Excerpts from a dataset:
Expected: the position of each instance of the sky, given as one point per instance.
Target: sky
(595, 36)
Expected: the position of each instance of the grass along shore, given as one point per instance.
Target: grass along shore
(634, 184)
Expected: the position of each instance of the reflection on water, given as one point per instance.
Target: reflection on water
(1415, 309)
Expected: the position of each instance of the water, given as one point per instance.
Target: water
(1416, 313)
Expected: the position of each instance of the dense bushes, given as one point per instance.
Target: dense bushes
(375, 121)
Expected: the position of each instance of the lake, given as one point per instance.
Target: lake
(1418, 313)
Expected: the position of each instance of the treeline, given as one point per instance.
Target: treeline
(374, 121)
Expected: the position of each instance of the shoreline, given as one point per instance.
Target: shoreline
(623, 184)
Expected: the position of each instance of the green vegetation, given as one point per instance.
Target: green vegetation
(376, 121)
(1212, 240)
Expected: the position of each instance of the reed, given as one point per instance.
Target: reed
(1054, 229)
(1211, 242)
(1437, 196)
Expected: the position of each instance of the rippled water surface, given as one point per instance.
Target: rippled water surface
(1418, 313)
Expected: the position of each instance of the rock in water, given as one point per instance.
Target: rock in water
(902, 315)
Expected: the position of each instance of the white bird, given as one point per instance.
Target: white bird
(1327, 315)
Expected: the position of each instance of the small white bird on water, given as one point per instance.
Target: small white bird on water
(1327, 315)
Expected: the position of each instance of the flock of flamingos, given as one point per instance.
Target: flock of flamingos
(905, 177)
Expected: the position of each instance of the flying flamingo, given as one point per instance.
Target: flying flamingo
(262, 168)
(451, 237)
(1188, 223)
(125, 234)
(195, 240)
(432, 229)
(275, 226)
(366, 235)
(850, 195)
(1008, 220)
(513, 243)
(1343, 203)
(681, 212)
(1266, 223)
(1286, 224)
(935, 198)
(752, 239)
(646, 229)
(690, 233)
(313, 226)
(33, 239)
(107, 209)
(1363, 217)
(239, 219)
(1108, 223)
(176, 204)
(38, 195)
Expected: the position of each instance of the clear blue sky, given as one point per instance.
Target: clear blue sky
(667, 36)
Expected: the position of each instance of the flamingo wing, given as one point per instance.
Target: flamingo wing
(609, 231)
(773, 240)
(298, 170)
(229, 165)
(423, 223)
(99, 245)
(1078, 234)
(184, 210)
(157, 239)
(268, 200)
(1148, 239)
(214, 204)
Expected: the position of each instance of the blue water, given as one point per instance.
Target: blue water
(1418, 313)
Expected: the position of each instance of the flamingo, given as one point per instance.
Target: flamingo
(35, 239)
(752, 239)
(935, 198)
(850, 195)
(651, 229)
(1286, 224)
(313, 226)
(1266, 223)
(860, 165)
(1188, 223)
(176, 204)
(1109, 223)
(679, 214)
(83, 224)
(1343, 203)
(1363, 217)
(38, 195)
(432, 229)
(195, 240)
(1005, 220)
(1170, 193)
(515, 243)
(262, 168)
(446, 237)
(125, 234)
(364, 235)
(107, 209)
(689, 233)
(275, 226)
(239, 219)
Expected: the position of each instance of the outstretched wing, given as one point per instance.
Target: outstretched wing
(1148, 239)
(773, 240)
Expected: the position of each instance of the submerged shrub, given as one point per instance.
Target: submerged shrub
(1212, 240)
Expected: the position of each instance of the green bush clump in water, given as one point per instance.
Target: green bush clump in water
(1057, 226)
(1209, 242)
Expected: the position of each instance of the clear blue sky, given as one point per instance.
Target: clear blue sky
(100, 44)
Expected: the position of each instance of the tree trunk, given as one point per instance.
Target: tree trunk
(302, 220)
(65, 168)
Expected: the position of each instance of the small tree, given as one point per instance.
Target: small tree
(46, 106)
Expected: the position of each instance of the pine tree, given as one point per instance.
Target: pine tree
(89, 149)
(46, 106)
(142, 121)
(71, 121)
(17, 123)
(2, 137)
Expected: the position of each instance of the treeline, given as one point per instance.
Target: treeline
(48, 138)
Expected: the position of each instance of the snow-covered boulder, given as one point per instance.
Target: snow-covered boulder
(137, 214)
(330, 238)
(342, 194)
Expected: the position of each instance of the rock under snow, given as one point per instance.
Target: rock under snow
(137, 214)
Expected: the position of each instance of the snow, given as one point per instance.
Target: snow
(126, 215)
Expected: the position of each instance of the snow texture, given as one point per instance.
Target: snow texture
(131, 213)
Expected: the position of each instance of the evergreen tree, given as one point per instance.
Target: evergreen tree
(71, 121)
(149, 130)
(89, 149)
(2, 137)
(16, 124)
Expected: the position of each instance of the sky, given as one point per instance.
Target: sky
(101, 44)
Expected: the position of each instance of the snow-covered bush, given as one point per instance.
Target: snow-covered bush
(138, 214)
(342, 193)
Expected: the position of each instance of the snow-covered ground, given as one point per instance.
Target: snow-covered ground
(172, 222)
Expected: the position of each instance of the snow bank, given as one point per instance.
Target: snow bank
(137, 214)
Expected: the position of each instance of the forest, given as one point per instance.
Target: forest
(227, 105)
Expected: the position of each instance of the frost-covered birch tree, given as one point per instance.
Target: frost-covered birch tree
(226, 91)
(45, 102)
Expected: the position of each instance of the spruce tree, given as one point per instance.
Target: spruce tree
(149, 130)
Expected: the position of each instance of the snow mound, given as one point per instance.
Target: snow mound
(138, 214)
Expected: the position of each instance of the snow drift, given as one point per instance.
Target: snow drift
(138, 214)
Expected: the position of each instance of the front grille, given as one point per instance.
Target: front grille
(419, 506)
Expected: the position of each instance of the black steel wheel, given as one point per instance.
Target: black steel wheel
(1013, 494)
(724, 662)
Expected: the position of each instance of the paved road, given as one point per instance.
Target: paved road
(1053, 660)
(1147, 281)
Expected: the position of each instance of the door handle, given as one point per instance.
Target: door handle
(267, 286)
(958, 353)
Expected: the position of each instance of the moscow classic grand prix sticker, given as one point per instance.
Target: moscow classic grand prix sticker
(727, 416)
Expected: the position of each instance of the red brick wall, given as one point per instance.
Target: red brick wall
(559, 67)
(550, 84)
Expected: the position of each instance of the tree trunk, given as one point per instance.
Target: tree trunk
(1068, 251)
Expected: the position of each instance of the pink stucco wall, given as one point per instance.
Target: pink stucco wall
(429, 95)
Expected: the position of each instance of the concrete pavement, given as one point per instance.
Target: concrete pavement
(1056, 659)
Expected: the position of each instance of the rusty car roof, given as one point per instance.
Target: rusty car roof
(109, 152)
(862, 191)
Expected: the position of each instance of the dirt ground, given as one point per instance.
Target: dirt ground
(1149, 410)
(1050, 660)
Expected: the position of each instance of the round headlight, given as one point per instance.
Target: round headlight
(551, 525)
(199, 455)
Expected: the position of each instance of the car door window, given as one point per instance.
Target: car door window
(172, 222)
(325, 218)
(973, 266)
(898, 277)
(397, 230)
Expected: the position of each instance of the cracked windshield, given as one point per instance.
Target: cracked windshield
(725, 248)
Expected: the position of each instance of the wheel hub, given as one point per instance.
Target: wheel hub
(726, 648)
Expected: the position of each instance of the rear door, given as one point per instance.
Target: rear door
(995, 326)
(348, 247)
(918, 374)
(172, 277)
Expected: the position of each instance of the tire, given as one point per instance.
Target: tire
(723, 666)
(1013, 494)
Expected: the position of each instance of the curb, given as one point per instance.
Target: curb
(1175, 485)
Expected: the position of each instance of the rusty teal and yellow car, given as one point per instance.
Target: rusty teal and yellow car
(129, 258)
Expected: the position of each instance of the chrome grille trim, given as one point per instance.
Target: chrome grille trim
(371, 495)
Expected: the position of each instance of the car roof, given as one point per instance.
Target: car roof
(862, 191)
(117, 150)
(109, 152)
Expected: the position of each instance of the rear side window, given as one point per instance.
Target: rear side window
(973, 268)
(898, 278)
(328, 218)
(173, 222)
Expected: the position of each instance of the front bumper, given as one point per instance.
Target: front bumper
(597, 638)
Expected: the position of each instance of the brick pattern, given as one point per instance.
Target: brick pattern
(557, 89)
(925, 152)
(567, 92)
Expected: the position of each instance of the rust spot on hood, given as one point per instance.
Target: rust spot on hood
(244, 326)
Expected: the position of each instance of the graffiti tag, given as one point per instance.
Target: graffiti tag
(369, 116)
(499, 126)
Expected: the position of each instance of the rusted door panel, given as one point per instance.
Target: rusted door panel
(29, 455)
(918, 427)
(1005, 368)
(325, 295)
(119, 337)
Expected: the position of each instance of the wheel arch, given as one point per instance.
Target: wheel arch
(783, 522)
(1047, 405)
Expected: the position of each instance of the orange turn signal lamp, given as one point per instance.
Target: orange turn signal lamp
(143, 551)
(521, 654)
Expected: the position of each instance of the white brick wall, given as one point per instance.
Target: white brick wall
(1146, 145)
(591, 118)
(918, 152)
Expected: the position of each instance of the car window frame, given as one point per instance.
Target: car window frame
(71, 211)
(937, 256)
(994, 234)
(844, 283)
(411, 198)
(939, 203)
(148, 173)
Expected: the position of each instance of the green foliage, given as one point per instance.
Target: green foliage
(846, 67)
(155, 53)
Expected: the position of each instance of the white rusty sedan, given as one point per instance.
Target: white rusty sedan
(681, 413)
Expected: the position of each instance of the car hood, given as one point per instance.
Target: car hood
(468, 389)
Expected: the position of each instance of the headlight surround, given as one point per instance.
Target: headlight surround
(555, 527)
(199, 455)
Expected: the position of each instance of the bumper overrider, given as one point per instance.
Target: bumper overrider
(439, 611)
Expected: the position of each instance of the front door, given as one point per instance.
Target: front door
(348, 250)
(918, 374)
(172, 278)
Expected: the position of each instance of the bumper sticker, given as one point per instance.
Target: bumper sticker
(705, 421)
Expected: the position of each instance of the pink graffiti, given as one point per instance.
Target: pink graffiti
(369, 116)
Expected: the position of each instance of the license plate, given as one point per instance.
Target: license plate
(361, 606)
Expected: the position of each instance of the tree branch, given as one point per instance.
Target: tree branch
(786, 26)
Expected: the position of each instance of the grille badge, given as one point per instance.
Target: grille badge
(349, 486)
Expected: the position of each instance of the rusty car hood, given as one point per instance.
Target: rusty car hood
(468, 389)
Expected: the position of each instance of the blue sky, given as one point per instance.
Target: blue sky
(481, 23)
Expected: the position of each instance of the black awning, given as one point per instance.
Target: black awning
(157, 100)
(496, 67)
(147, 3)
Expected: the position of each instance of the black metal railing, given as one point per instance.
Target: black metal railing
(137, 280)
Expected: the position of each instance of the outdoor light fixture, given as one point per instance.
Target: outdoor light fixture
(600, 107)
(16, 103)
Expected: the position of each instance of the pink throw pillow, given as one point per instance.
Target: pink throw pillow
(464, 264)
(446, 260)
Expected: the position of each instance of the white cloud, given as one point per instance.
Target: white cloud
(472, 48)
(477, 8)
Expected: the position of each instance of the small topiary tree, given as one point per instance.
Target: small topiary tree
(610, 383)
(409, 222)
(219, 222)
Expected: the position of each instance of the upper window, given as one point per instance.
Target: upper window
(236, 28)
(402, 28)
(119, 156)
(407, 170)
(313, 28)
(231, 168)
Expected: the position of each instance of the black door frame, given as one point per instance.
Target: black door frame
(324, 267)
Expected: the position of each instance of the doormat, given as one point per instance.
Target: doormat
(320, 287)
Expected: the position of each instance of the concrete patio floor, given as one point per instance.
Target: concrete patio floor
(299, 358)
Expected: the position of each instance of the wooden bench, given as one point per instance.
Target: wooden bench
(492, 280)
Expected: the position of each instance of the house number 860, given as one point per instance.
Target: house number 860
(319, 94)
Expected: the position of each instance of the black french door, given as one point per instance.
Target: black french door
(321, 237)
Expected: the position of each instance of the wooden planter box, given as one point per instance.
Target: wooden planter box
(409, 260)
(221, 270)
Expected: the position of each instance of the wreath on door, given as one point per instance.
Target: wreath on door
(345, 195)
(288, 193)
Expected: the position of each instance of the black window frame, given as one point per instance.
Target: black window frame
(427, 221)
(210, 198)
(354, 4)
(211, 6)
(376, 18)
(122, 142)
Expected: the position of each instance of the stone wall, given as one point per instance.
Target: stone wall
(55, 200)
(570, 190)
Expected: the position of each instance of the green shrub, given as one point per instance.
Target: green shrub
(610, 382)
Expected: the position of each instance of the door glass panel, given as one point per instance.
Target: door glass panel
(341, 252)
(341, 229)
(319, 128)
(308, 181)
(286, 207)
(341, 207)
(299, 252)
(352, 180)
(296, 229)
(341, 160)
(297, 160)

• _WORK REQUIRED_: The reply must consist solely of the lines from the one containing "Expected: the position of each instance of the black door" through the last line of the data, reproduced exactly.

• _ANSWER TO THIS EXERCISE_:
Expected: the position of each instance of the black door frame, given as one point per instance.
Target: black door frame
(324, 267)
Expected: the position of each instance of the doormat, given as one point per instance.
Target: doormat
(320, 287)
Expected: the position of each instance of the concrete patio floor, given as one point per instance.
Target: concrete patio floor
(299, 358)
Expected: the position of each instance of the wooden bench, given as one point per instance.
Target: wooden bench
(492, 280)
Expected: the position of each instance of the house number 860, given as one point per instance.
Target: house number 860
(319, 94)
Expected: the position of each instance of the black french door, given as one point per instance.
Target: black french door
(321, 237)
Expected: the position of each instance of the wooden planter box, given as one point per instance.
Target: wooden planter box
(409, 260)
(221, 270)
Expected: the position of each instance of the wreath on door, given as one point per instance.
Target: wreath on door
(345, 195)
(288, 193)
Expected: the position of each instance of the black window frame, given as one point per instance.
Target: black window frame
(427, 221)
(210, 198)
(354, 4)
(211, 6)
(376, 18)
(122, 142)
Expected: the position of each instance of the stone wall, given as one point per instance.
Target: stone wall
(55, 200)
(570, 190)
Expected: the position of each instance of the green shrub, given as one point per instance.
Target: green shrub
(610, 382)
Expected: the position of each instance of the door glass panel, given as one point per instance.
Target: door glass panel
(341, 252)
(341, 229)
(319, 128)
(308, 181)
(286, 207)
(341, 207)
(299, 252)
(352, 180)
(296, 229)
(341, 160)
(297, 160)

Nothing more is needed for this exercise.